**READING TEXT:**
So, I needed autoCPAP — a machine to blow air into my nose/mouth while I sleep to keep my airways from collapsing and blocking my breathing. I had to wait a couple of weeks for the new machine to be delivered, but I’ve since been faithfully wearing my mask every night. Honestly, the first week or two was rough — getting used to having a lamprey attached to my face took a while. I am still sorta getting used to it, although I must say it’s getting way more “normal” feeling… and the good news is, I am sleeping a lot better already! I still wake up once or sometimes twice, but I have a much easier time getting back to sleep. Last night I slept 7.5 hours and woke up feeling fresher this morning, and more than 7 hours was essentially unheard of for me before I started treatment for my OSA! I do still notice that I sleep a lot worse leading up to my period and much better right after, so there are certainly also other factors at play with my sleep… but I feel such a huge sense of relief to finally have a diagnosis that explains my crappy maintenance insomnia that nothing seemed to help. And thankful beyond belief that I advocated for myself and asked for the sleep study even when my doctors didn’t think I was really at risk.

Why is figuring out whether you have OSA important? Because when left untreated, it’s deadly: it causes car accidents caused by falling asleep at the wheel, difficult-to control high blood pressure, heart disease, stroke, diabetes, depression, and perhaps most importantly to me personally, cognitive impairment and Alzheimer’s disease. OSA is extremely common, affecting more than 22 million Americans including up to 23% of women and 49% of middle-aged men, and the prevalence increases with age (and with peri/postmenopausal status in women: 47 to 67% of postmenopausal women have OSA!). Despite it being this common, it’s extremely underdiagnosed: estimates suggest that 80% of men and 93% of women with moderate to severe OSA have not been diagnosed. Being overweight is a risk factor, but I was shocked to learn that about 20% of sleep apnea cases are in people of normal weight! People with a normal BMI who have OSA tend to be more easily aroused from sleep, and may have a family history of OSA, suggesting genetic predisposition. Indeed, both my father and my brother have OSA.

Treatment is generally with an AutoCPAP machine like the one I am now getting used to, but in people who can’t (or aren’t willing to) tolerate wearing a mask to sleep, there are other treatment options, including dental appliances that change the way your jaw sits thereby opening your airway to stop the snoring and the blocked breathing, and even surgical implantation of a nerve stimulator that moves your tongue out of the way when you sleep!

When I took the standard “STOP-BANG” screening questionnaire, I answered yes to only one question and was told I was at low risk for OSA – yet I was actually suffering from moderate OSA that was bad enough to require treatment. So with that in mind, I have taken this standard screening questionnaire and added a few of my own symptoms and risk factors here to create my own invalidated-but-valuable Dr. Jen Kerns’s Sleep Apnea Screening Tool:

  1. Do you snore?

**EXCERPTED DATA:**
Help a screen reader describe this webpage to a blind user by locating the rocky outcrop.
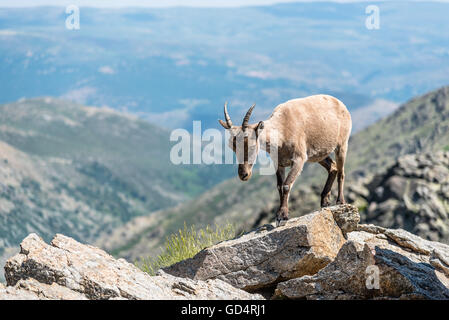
[253,152,449,244]
[0,234,262,300]
[0,205,449,299]
[275,225,449,299]
[164,206,350,291]
[353,152,449,243]
[166,205,449,299]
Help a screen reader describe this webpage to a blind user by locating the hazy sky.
[0,0,400,7]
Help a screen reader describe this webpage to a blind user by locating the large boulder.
[164,205,348,291]
[275,225,449,299]
[0,234,262,299]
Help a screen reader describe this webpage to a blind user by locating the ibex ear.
[218,120,230,129]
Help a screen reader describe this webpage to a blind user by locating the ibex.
[219,95,352,226]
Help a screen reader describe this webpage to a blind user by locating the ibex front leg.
[276,158,305,227]
[276,167,285,207]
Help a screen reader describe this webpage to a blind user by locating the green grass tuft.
[135,223,236,275]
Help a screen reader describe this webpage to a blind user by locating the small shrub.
[135,223,236,275]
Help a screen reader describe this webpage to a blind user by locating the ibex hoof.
[276,219,288,227]
[276,207,288,227]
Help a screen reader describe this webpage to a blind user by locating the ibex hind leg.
[335,142,348,204]
[319,157,338,208]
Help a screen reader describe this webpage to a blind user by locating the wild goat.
[219,95,352,226]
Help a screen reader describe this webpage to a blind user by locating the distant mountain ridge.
[106,86,449,260]
[0,97,231,255]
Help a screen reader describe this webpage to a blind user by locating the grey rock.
[164,206,348,291]
[275,226,449,299]
[0,234,263,299]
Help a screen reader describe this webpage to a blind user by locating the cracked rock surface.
[164,206,346,291]
[0,205,449,300]
[0,234,262,300]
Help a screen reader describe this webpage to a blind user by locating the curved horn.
[224,101,232,128]
[242,104,256,130]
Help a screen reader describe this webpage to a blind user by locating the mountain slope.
[0,98,231,254]
[108,87,449,260]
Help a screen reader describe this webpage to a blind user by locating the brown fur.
[220,95,352,225]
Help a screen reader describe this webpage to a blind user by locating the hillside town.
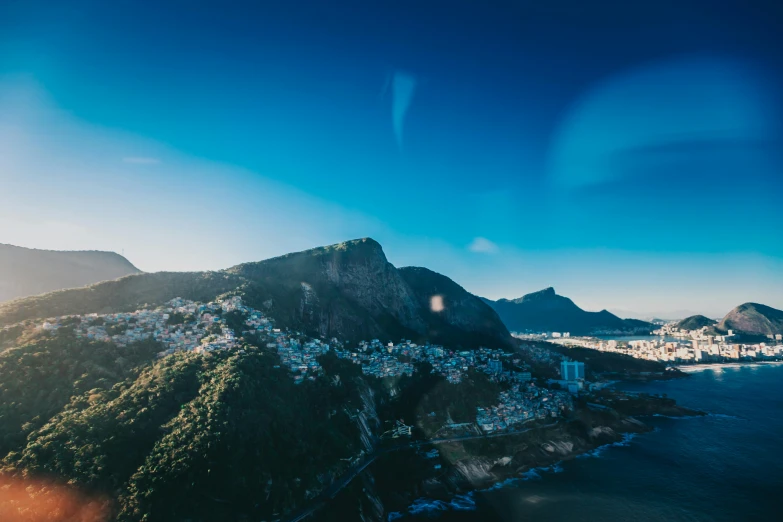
[476,383,572,433]
[21,296,584,433]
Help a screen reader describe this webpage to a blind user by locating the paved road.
[286,422,557,522]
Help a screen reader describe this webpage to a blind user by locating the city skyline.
[0,2,783,316]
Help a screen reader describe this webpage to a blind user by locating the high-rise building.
[560,360,585,381]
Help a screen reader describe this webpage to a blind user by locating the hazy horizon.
[0,0,783,317]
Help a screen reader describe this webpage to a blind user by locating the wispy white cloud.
[392,71,418,148]
[468,237,500,254]
[122,156,160,165]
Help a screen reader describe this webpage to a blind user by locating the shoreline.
[675,361,783,373]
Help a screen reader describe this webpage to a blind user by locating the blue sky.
[0,0,783,315]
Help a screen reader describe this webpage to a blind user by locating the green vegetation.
[675,315,717,330]
[0,332,161,455]
[0,332,376,522]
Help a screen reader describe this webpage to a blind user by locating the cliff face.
[717,303,783,335]
[229,238,510,348]
[485,287,652,335]
[399,267,510,346]
[0,238,511,348]
[229,238,426,346]
[0,244,139,302]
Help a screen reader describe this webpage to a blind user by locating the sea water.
[402,365,783,522]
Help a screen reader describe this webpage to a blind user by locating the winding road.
[284,422,557,522]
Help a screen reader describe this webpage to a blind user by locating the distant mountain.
[0,238,511,347]
[484,287,653,335]
[608,308,699,323]
[675,315,718,330]
[716,303,783,335]
[0,244,140,302]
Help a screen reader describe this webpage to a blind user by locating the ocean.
[404,365,783,522]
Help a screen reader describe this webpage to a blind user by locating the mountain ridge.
[484,286,652,335]
[0,243,141,302]
[0,238,512,348]
[715,302,783,335]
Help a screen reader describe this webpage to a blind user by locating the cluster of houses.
[561,333,783,364]
[41,297,260,356]
[335,339,530,384]
[476,382,573,433]
[29,297,596,433]
[266,331,331,384]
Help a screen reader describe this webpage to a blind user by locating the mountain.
[0,244,140,302]
[675,315,718,330]
[484,287,653,335]
[0,238,511,348]
[716,303,783,335]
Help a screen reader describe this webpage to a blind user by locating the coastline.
[676,361,783,373]
[352,391,706,520]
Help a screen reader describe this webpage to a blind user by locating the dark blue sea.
[404,365,783,522]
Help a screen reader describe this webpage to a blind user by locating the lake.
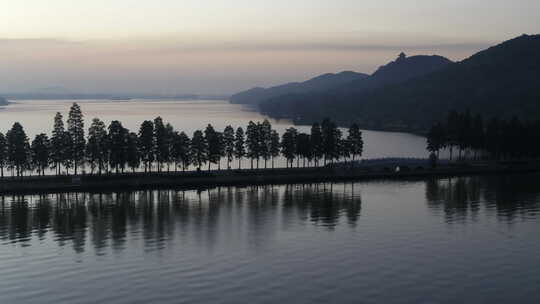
[0,100,540,303]
[0,175,540,303]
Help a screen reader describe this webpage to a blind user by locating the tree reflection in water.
[0,183,361,255]
[426,174,540,223]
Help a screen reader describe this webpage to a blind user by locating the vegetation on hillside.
[427,111,540,160]
[261,35,540,132]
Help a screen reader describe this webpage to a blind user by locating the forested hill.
[230,71,368,104]
[261,35,540,131]
[260,53,452,121]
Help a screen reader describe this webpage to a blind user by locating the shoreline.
[0,162,540,195]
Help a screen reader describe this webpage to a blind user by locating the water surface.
[0,175,540,303]
[0,99,427,165]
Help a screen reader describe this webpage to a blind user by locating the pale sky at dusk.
[0,0,540,94]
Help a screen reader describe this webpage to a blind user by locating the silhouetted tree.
[109,120,128,173]
[31,133,51,175]
[86,118,109,174]
[296,133,312,167]
[6,122,30,176]
[67,103,86,174]
[246,121,261,169]
[139,120,155,172]
[204,124,220,170]
[61,131,74,174]
[257,119,272,169]
[270,130,280,169]
[310,123,324,166]
[281,127,298,168]
[173,132,191,171]
[51,112,65,175]
[162,123,174,172]
[191,130,208,170]
[427,123,446,157]
[321,118,341,165]
[154,116,169,172]
[347,124,364,161]
[126,130,141,172]
[223,126,234,169]
[0,133,8,178]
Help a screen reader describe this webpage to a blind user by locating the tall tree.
[86,118,109,174]
[31,133,51,175]
[154,116,168,172]
[310,123,324,166]
[270,130,280,169]
[67,103,86,174]
[191,130,208,171]
[51,112,65,175]
[246,121,261,169]
[172,132,191,171]
[61,131,74,174]
[6,122,31,176]
[162,123,174,172]
[234,127,246,169]
[126,132,141,172]
[109,120,129,174]
[139,120,155,172]
[257,119,272,169]
[223,126,234,170]
[0,133,8,178]
[204,124,225,170]
[321,118,341,165]
[347,124,364,162]
[296,133,312,167]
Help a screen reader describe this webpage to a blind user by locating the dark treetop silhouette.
[0,103,363,177]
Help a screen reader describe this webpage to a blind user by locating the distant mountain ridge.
[230,71,368,105]
[253,35,540,132]
[260,53,452,119]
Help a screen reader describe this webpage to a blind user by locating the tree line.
[0,103,364,177]
[427,111,540,160]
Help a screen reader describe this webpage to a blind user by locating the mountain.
[260,53,452,119]
[230,71,367,104]
[261,35,540,132]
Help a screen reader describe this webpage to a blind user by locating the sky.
[0,0,540,94]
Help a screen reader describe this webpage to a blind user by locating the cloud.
[0,33,492,94]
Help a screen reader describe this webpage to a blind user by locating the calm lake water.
[0,175,540,303]
[0,100,427,167]
[0,100,540,304]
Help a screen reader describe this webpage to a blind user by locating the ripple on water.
[0,175,540,303]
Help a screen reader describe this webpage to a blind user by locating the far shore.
[0,161,540,195]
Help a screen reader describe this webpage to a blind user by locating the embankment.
[0,162,540,194]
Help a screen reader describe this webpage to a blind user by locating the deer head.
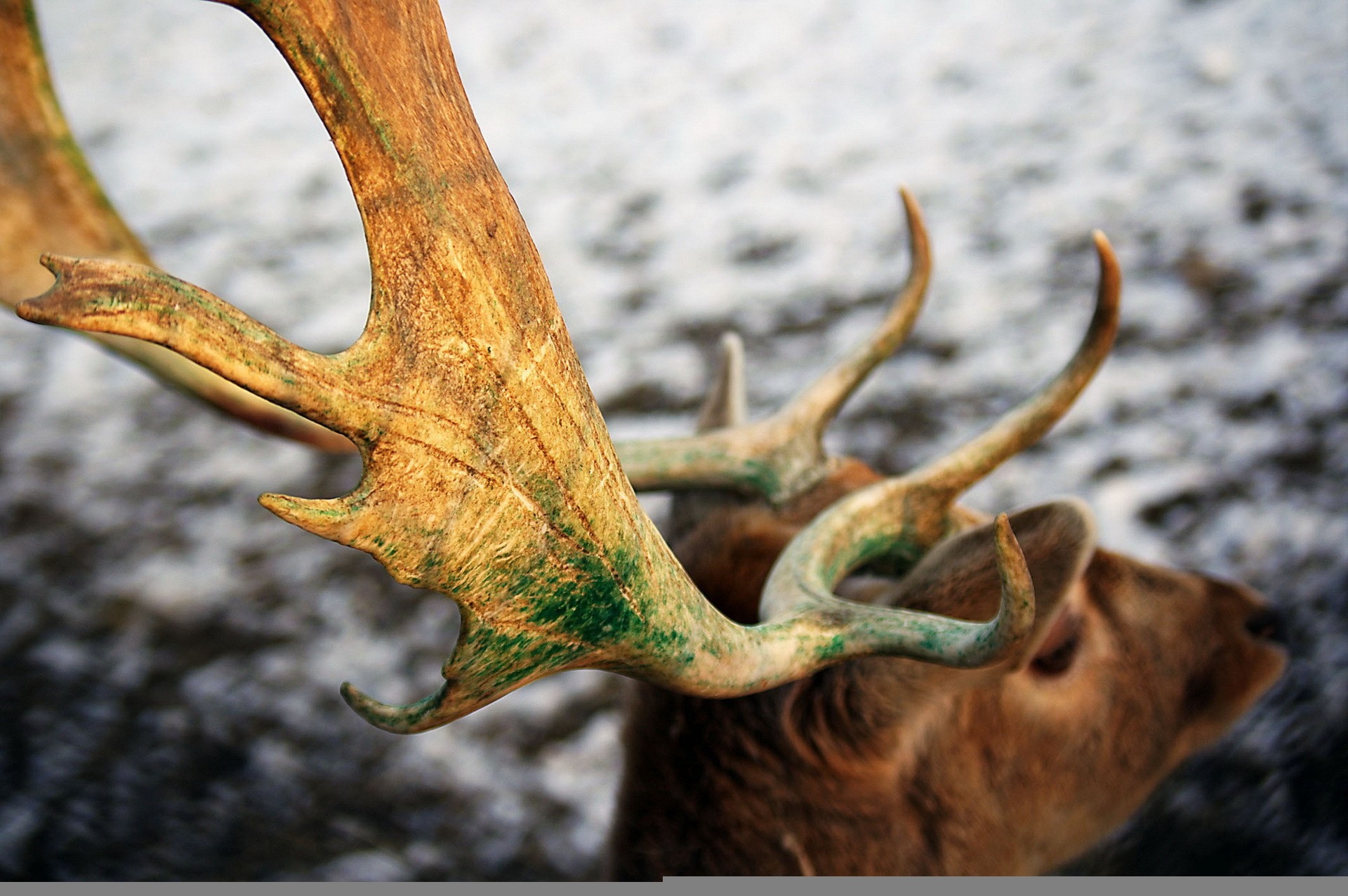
[0,0,1281,874]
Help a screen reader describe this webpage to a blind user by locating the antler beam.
[0,0,353,452]
[18,0,1105,732]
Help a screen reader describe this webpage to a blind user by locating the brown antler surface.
[19,0,1033,732]
[617,187,932,504]
[0,0,352,452]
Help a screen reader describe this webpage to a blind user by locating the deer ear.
[850,499,1096,650]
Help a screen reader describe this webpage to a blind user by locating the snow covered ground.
[0,0,1348,878]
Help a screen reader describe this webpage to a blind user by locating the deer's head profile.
[0,0,1282,876]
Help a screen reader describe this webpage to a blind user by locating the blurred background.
[0,0,1348,880]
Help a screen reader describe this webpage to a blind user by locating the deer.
[0,0,1286,878]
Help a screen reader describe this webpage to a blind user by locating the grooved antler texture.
[19,0,1051,732]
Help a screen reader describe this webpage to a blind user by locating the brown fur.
[611,469,1285,878]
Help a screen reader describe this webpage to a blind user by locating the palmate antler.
[19,0,1118,732]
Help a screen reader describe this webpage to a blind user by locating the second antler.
[18,0,1119,732]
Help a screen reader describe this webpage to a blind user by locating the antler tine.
[759,230,1121,649]
[617,187,932,504]
[697,333,750,433]
[0,0,353,452]
[782,187,932,440]
[759,506,1034,668]
[895,230,1123,538]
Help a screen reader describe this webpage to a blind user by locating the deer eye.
[1030,612,1081,676]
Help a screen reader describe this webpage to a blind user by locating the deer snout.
[1245,606,1288,644]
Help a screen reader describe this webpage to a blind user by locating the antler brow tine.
[617,187,932,504]
[0,0,353,452]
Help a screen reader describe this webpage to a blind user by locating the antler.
[18,0,1105,732]
[760,230,1123,619]
[0,0,352,452]
[617,187,932,504]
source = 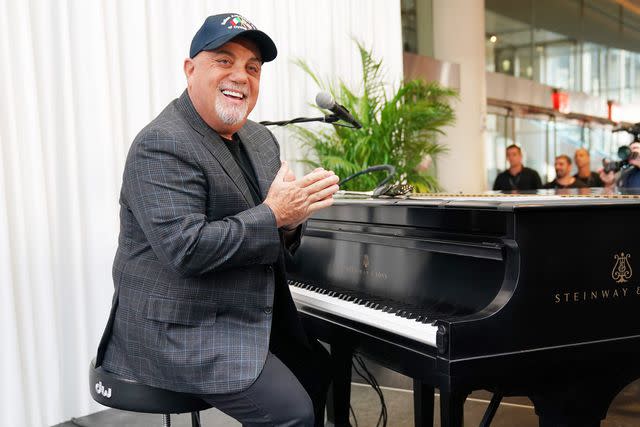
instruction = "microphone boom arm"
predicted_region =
[260,114,355,128]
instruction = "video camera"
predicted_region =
[602,123,640,173]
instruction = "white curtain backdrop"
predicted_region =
[0,0,402,426]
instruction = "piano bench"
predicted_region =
[89,359,211,427]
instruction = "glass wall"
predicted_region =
[485,10,640,104]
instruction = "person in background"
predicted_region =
[544,154,587,189]
[493,144,542,192]
[96,13,339,427]
[573,148,604,187]
[599,141,640,189]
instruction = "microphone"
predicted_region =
[316,92,362,129]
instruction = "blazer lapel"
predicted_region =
[238,127,271,200]
[177,90,262,207]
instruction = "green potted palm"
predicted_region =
[292,42,456,192]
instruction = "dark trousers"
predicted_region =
[201,340,330,427]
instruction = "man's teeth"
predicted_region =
[222,89,244,99]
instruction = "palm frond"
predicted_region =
[290,40,457,192]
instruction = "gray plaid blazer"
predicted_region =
[99,91,300,394]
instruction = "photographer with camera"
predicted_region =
[599,140,640,189]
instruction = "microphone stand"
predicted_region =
[260,114,355,129]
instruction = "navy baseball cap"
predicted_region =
[189,13,278,62]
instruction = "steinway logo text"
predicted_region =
[344,254,389,280]
[553,252,640,304]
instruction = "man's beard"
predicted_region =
[214,95,249,125]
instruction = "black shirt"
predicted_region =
[544,178,588,189]
[573,172,604,187]
[493,167,542,191]
[220,133,262,205]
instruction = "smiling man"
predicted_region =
[96,14,338,426]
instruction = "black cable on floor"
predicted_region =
[352,355,388,427]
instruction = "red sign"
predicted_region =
[551,89,569,113]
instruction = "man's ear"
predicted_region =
[182,58,196,80]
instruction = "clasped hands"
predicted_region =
[264,161,340,230]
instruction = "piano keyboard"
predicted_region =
[287,280,438,347]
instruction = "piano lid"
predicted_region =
[334,192,640,210]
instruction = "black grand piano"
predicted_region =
[287,195,640,427]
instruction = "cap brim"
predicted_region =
[191,30,278,62]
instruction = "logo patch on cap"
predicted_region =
[220,15,257,30]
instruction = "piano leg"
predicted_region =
[413,378,434,427]
[325,345,353,427]
[530,372,630,427]
[440,390,469,427]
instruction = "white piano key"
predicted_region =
[289,285,438,347]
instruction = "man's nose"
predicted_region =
[229,67,249,84]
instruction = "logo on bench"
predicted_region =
[96,381,111,399]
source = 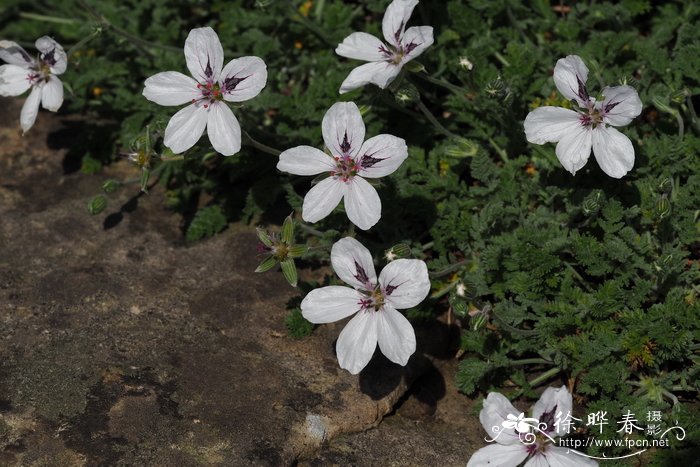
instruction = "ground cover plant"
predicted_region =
[0,0,700,465]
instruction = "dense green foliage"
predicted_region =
[0,0,700,466]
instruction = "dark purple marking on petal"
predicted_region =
[576,75,589,102]
[354,260,369,284]
[222,75,250,92]
[340,130,352,155]
[604,102,619,113]
[360,154,385,169]
[540,404,557,433]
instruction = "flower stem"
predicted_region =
[243,131,282,157]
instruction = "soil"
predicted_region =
[0,99,484,466]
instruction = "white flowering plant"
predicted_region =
[0,0,700,465]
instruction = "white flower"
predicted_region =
[277,102,408,230]
[335,0,433,94]
[467,386,598,467]
[0,36,68,133]
[525,55,642,178]
[143,27,267,156]
[301,237,430,375]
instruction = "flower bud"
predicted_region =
[88,195,107,216]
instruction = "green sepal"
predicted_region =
[255,227,272,247]
[287,245,309,258]
[255,256,277,272]
[280,258,298,287]
[282,214,294,245]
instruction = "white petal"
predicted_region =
[532,386,574,436]
[221,57,267,102]
[207,102,241,156]
[401,26,434,61]
[554,55,589,106]
[540,445,598,467]
[555,125,593,175]
[600,86,642,126]
[524,106,581,144]
[185,26,224,83]
[301,177,345,222]
[593,125,634,178]
[335,311,377,375]
[382,0,418,47]
[340,62,401,94]
[143,71,202,105]
[163,104,207,154]
[41,76,63,112]
[277,146,336,175]
[0,40,34,69]
[467,444,529,467]
[321,102,365,157]
[0,65,32,96]
[331,237,377,291]
[377,305,416,366]
[34,36,68,75]
[479,392,522,446]
[379,259,430,310]
[301,285,363,324]
[335,32,389,62]
[345,176,382,230]
[19,85,42,133]
[355,135,408,178]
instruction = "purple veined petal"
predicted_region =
[540,444,598,467]
[524,106,582,144]
[377,305,416,366]
[321,102,365,158]
[19,85,43,133]
[532,386,574,436]
[467,442,530,467]
[593,125,634,178]
[163,104,208,154]
[382,0,418,48]
[143,71,202,105]
[0,40,35,69]
[596,85,642,126]
[185,26,224,84]
[277,146,336,175]
[355,135,408,178]
[479,392,523,448]
[340,62,401,94]
[207,101,241,156]
[554,55,590,107]
[301,285,363,324]
[41,76,63,112]
[335,32,391,62]
[401,26,434,62]
[0,65,32,96]
[379,259,430,310]
[335,311,378,375]
[331,237,377,292]
[34,36,68,75]
[220,57,267,102]
[301,177,345,222]
[345,176,382,230]
[554,125,594,175]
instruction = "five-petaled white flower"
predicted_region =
[301,237,430,375]
[467,386,598,467]
[525,55,642,178]
[335,0,433,94]
[277,102,408,230]
[143,27,267,156]
[0,36,68,132]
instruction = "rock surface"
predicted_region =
[0,99,482,466]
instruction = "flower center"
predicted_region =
[331,156,360,182]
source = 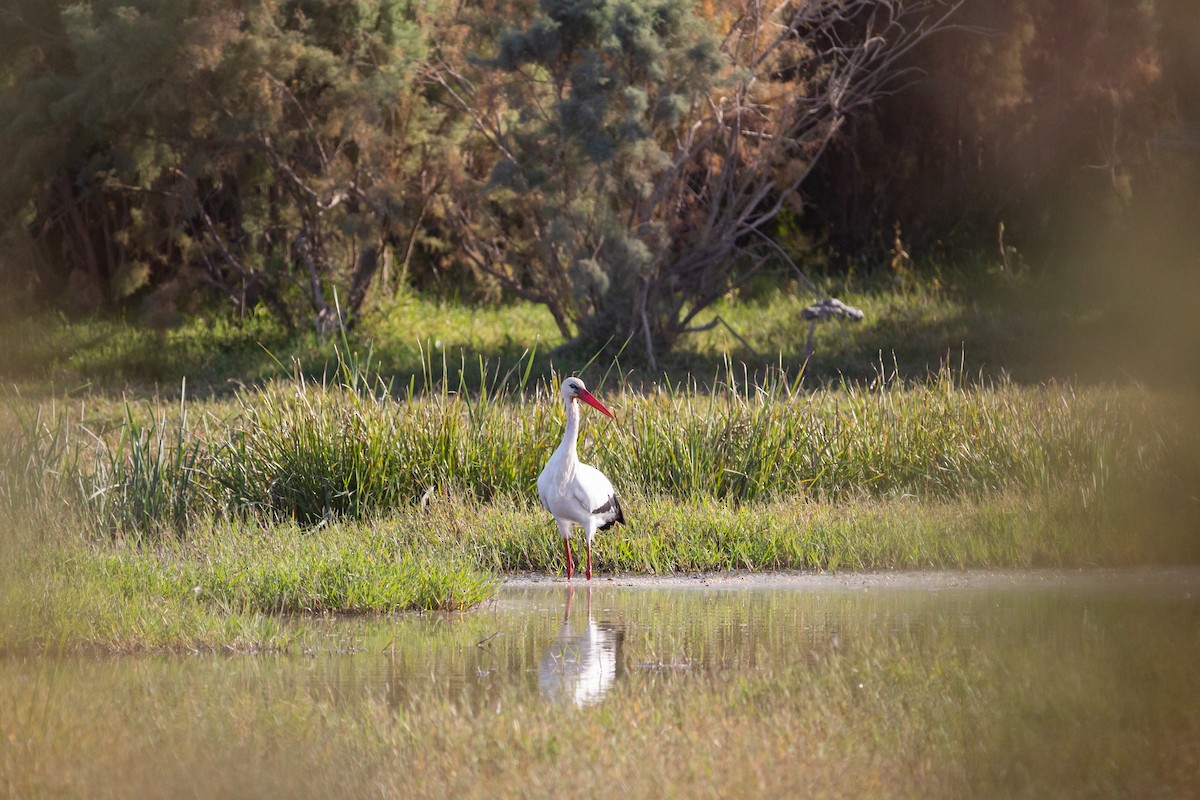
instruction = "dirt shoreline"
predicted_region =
[502,565,1200,593]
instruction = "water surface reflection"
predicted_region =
[538,585,625,709]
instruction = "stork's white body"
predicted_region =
[538,378,625,581]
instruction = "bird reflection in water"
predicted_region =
[538,587,625,709]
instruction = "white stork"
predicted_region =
[538,378,625,581]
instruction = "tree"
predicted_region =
[438,0,949,363]
[0,0,452,330]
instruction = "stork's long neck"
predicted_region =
[558,399,580,461]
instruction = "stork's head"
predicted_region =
[559,378,612,416]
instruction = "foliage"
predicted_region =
[443,0,955,365]
[810,0,1185,257]
[4,352,1198,537]
[0,0,449,330]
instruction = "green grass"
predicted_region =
[0,277,1099,398]
[0,287,1200,650]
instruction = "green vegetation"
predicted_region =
[0,287,1200,650]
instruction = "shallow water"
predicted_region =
[0,569,1200,796]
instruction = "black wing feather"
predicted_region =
[592,494,625,530]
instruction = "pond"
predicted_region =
[0,569,1200,796]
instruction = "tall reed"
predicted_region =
[0,354,1180,531]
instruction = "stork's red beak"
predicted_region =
[576,389,617,419]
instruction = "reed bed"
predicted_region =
[0,352,1180,525]
[0,356,1200,623]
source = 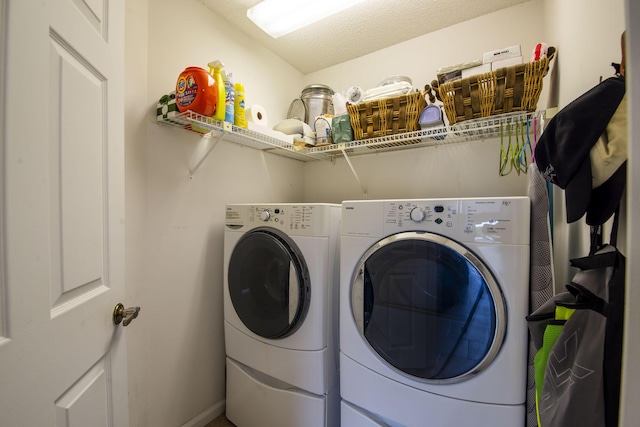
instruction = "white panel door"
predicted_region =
[0,0,129,427]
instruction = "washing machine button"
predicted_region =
[409,208,425,222]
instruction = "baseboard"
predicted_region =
[182,400,226,427]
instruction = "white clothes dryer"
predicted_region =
[340,197,530,427]
[224,203,341,427]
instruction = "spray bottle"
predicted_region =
[208,60,226,122]
[223,71,235,124]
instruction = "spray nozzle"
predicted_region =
[207,59,224,74]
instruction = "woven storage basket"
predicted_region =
[438,56,553,125]
[347,92,427,140]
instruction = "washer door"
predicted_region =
[351,232,507,383]
[228,227,311,339]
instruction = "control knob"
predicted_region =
[409,207,425,222]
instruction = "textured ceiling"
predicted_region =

**INSTRUCTIONS:**
a) Reproduce the sleep apnea text word for word from "Treatment is generally" to "when you sleep!".
b) Answer these questions from the sleep apnea text:
(i) How many hours did the writer sleep last night?
(ii) About what percentage of sleep apnea cases occur in people of normal weight?
(iii) Which members of the writer's family have OSA?

**ANSWERS BY TASK:**
a)
Treatment is generally with an AutoCPAP machine like the one I am now getting used to, but in people who can’t (or aren’t willing to) tolerate wearing a mask to sleep, there are other treatment options, including dental appliances that change the way your jaw sits thereby opening your airway to stop the snoring and the blocked breathing, and even surgical implantation of a nerve stimulator that moves your tongue out of the way when you sleep!

b)
(i) 7.5 hours
(ii) About 20%
(iii) The writer's father and brother